__Document text__.
#####
The time taken for the four iterations to determine the conditional mode of $\bbu$ is comparable to the time taken for a single call to `updateβ!`.
Most of the time in `updateβ!` is spent in the QR factorization to solve the weighted least squares problem, whereas in `updateu!`and thus in `pirls!`, we take advantage of the fact that the solution of the penalized, weighted least squares problem is based on a diagonal matrix.

## Laplace's approximation to the log-likelihood {#sec-GLMMLaplace}

The PIRLS algorithm determines the value of $\bbu$ that minimizes the penalized deviance
$$
\tilde{\bbu}=\arg\min_{\bbu}\left(\left\|\bbu\right\|^2+\sum_{i=1}^n d(y_i,\eta_i)\right) ,
$$
where $\eta_i, i=1,\dots,n$ is the $i$th component of $\bbeta=\bbX\bbbeta+\bbZ\bbLambda\bbu$.
A quadratic approximation to the penalized deviance at $\tilde{\bbu}$ is
$$
\begin{aligned}
\tilde{d}(\bby,\bbu)&=\|\bbu\|^2+\sum_{i=1}^n d(y_i,\eta_i)\\
&\approx\|\tilde{\bbu}\|^2+\sum_{i=1}^n d(y_i,\tilde{\eta}_i)+
(\bbu-\tilde{\bbu})'(\bbLambda'\bbZ'\bbW\bbZ\bbLambda+\bbI)(\bbu-\tilde{\bbu})\\
&=\|\tilde{\bbu}\|^2+\sum_{i=1}^n d(y_i,\tilde{\eta}_i)+
(\bbu-\tilde{\bbu})'\bbL\bbL'(\bbu-\tilde{\bbu})\\
&=\tilde{d}(\bby,\tilde{\bbu})+
(\bbu-\tilde{\bbu})'\bbL\bbL'(\bbu-\tilde{\bbu})
#####
__Record excerpts__.
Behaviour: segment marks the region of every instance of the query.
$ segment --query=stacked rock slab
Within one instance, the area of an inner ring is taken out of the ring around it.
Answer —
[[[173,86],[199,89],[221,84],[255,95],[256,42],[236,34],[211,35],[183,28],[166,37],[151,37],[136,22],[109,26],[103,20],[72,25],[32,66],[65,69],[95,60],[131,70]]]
#####
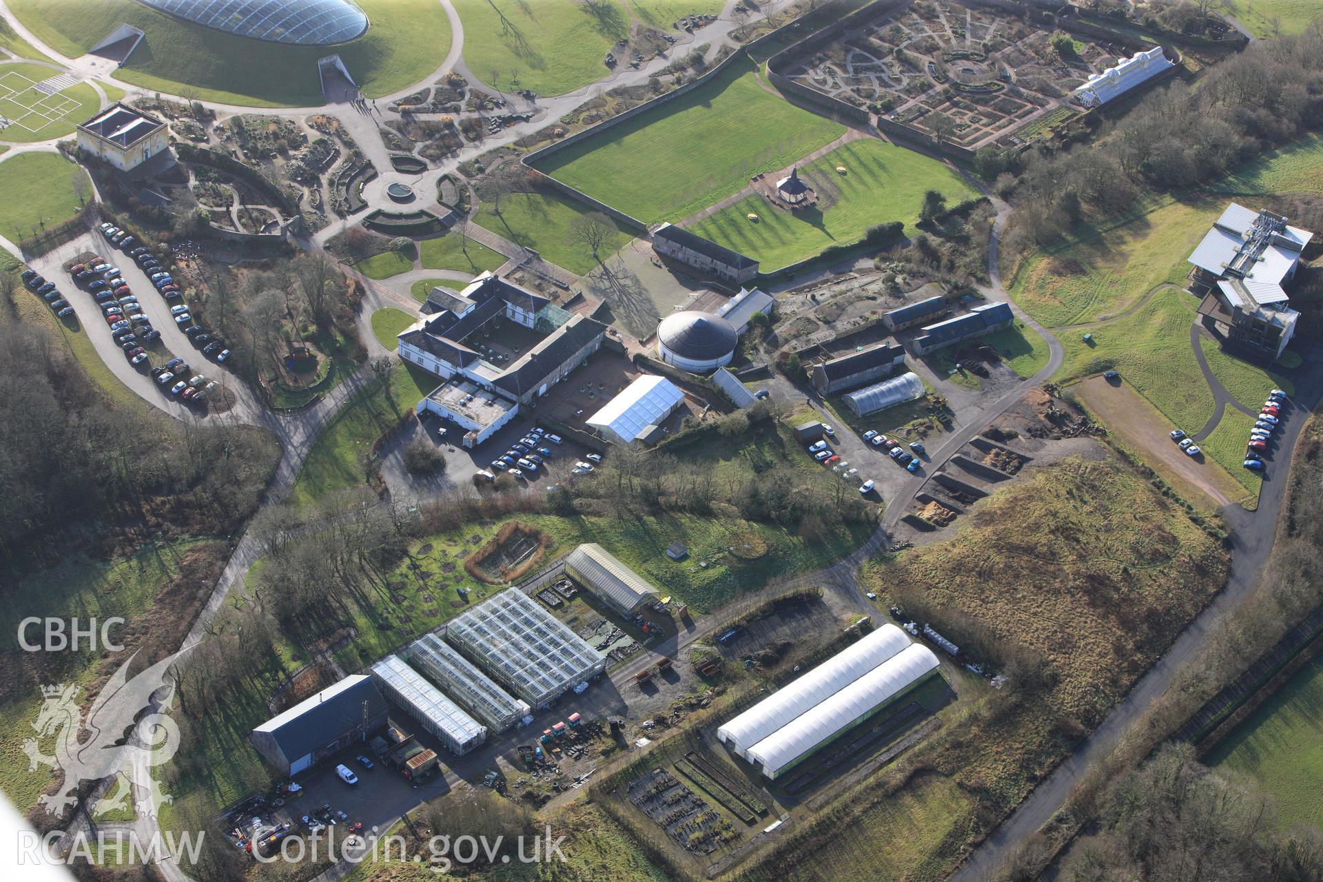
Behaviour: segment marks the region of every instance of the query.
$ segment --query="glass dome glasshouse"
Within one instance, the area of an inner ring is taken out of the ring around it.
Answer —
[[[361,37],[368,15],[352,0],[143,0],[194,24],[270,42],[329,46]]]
#####
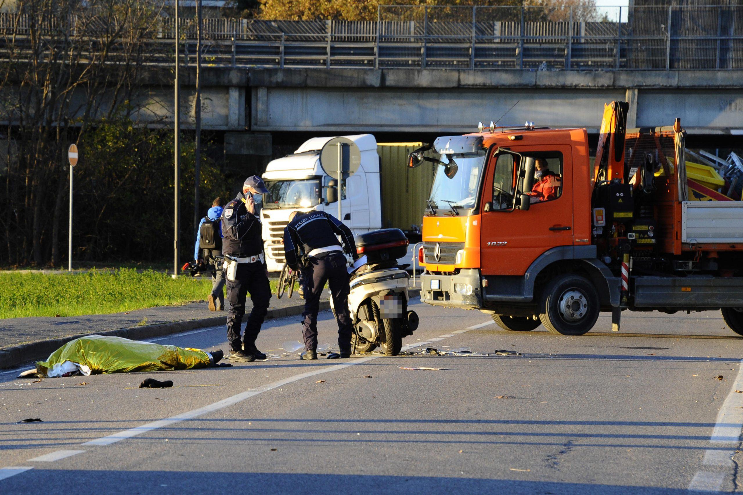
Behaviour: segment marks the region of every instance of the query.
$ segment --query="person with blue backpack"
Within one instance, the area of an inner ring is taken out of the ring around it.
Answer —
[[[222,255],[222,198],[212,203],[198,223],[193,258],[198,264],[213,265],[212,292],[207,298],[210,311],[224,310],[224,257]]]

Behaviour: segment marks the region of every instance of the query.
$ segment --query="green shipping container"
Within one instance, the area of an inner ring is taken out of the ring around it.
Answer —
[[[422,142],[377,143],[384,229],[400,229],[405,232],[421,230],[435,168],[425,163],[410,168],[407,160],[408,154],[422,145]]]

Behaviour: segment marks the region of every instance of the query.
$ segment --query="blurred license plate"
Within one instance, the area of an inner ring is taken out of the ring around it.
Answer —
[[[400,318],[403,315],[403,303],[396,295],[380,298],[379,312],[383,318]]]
#####
__What the exercise asks__. From the passage on the PIRLS algorithm, reproduce everything from "Most of the" down to "component of $\bbeta=\bbX\bbbeta+\bbZ\bbLambda\bbu$.".

__Output for this exercise__.
Most of the time in `updateβ!` is spent in the QR factorization to solve the weighted least squares problem, whereas in `updateu!`and thus in `pirls!`, we take advantage of the fact that the solution of the penalized, weighted least squares problem is based on a diagonal matrix.

## Laplace's approximation to the log-likelihood {#sec-GLMMLaplace}

The PIRLS algorithm determines the value of $\bbu$ that minimizes the penalized deviance
$$
\tilde{\bbu}=\arg\min_{\bbu}\left(\left\|\bbu\right\|^2+\sum_{i=1}^n d(y_i,\eta_i)\right) ,
$$
where $\eta_i, i=1,\dots,n$ is the $i$th component of $\bbeta=\bbX\bbbeta+\bbZ\bbLambda\bbu$.